3:12pm Friday 1st May 2009
By Sally Churchward
SHE teaches tap dance, goes for a couple of five-mile walks each week, debates on Internet forums, is a regular at her local gym, is having computer lessons, has her own website, reads voraciously – the list goes on.
Impressive enough for a woman of 73 but quite remarkable when you realise that Susan Buckingham is registered blind.
Susan lost all but the peripheral sight in her right eye when she was 47 as a result of unusual blood clotting. Then she developed problems in her left eye eventually losing all sight in that eye ten years ago.
Such an experience would have left many struggling to adapt – but not Susan.
“When the left eye went I had a bad couple of days,” says the retired teacher from New Milton.
“It’s a big shock so you fall apart at the seams at first but then I thought ‘I’ve got my left eye, what am I worried about?’ By the time I lost the left eye I’d answered all the questions that needed to be answered and you deal with it. It took me a few days not to weep at the drop of a hat but I wasn’t going to let it get me down. I just had to get over the initial shock of it. Then common sense said ‘you sort yourself out and you get on with it’.
Susan desperately missed being able to read but, her willingness to learn new skills offered the answer – Braille.
“Braille takes a lot of practice to start with but if you’ve never learnt it before, you can’t get worse, can you?” she says with her trademark practical optimism.
“Now when I’m reading it goes into my head without me having to go through a system of working out what it says.
“I do use audio books, I’m a member of an audio book club at the local library, but I prefer Braille as it’s active.”
Susan also has a Braille machine and corresponds with a blind pen friend.
She looks as physically fit as someone half her age as she bounces round, demonstrating tap moves and skipping for the Echo photographer.
“I have a small cane I use when I’m walking so I can signal to other people that I really can’t see where I’m going. I charge around because I’ve practiced. I got to know all the pavements and dips and bumps. I tripped over a few kerbs and fell down to begin with and very quickly learnt to pick my feet up!

Tasks and exercises:
1 - Answer these questions using the article about Susan Buckingham.
(a) How old was Susan when she lost all but the peripheral sight in her right eye?
(b) What does Susan belong to at the local library?
(c) With whom does Susan correspond using her Braille machine?
2 - Carry on the article about Susan Buckingham from the point where it stops.

Entries supplied:
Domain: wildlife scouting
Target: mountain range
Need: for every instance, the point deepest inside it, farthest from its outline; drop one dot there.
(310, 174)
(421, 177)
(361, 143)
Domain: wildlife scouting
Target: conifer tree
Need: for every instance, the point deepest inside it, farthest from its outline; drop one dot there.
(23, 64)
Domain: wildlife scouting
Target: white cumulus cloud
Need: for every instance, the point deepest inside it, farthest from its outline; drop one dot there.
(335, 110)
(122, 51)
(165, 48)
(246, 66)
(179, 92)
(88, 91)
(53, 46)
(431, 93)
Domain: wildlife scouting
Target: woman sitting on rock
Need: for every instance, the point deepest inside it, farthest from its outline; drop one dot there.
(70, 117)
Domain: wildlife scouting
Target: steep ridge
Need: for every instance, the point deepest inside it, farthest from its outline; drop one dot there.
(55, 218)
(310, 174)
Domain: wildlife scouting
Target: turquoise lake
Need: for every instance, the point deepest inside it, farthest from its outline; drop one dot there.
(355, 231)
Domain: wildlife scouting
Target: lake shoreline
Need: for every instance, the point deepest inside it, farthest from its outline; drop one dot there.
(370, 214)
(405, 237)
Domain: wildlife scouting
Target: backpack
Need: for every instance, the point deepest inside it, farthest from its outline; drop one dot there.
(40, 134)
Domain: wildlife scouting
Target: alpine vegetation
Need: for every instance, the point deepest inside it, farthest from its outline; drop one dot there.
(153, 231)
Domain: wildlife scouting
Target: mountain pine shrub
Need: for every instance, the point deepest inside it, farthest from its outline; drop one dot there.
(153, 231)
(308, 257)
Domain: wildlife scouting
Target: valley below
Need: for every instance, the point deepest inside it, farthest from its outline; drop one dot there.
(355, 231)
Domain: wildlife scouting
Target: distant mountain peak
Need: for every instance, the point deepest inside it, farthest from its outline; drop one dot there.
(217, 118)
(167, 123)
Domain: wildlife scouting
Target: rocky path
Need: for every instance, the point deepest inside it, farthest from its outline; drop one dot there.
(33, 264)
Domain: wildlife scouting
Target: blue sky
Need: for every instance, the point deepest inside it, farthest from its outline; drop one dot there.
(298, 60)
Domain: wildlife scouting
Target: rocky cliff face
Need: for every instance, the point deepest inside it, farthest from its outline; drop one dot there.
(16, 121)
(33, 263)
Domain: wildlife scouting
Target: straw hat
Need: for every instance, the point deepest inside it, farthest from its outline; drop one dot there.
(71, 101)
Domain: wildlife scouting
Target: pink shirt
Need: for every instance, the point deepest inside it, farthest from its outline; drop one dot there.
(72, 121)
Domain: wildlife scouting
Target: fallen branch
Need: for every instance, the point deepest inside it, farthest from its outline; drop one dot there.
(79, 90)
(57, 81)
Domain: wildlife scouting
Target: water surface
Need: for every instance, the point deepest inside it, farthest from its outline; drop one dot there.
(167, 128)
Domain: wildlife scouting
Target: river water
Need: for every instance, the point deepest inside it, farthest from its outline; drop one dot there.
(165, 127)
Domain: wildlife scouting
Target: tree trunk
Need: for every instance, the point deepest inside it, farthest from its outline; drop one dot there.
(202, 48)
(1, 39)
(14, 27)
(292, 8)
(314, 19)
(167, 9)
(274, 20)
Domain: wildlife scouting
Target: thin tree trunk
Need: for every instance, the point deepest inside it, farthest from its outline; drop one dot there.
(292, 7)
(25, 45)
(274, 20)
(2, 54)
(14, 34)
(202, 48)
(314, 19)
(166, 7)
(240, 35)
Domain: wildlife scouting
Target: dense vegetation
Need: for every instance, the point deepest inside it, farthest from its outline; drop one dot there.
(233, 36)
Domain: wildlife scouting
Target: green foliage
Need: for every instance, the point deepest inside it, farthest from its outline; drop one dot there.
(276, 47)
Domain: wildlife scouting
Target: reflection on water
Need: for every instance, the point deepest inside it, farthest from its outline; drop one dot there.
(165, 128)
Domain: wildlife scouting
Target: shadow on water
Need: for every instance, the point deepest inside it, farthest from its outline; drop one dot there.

Answer set:
1 -
(a) 47
(b) An audio book club
(c) A blind pen friend

2 -
“I travel to other places on the train. I could take a companion with me but I like to do things on my own.”
Susan has attended a tap dancing group for eight years and began running it six years ago.
“I had the music and the keys to the studio and I remember all the steps,” she says.
She recently discovered Southampton City Art Gallery’s tours for blind and partially sighted people, is developing her own website and is currently teaching herself how to front crawl properly.
Perhaps one of the reasons for Susan’s impressively positive attitude is that she survived breast cancer some 23 years ago – “every day is a bonus,” she says.
“I have always been positive.
I’m lucky that I’m a bounce back person.
“If I had my sight I’d be driving round and visiting new places but it’s no good wishing for things I can’t do. Sight loss is no joke but there are compensations – you have to look for things you can do.”
Susan’s grandchildren are proud of her and tell her she’s not like other grannies.
“I belong to a category of people who like to have a go at things.”
This, Susan says, is the key to adapting to both getting older and dealing with problems such as sight loss.
“I would say to people to try things. They don’t always work out, but give it a go.”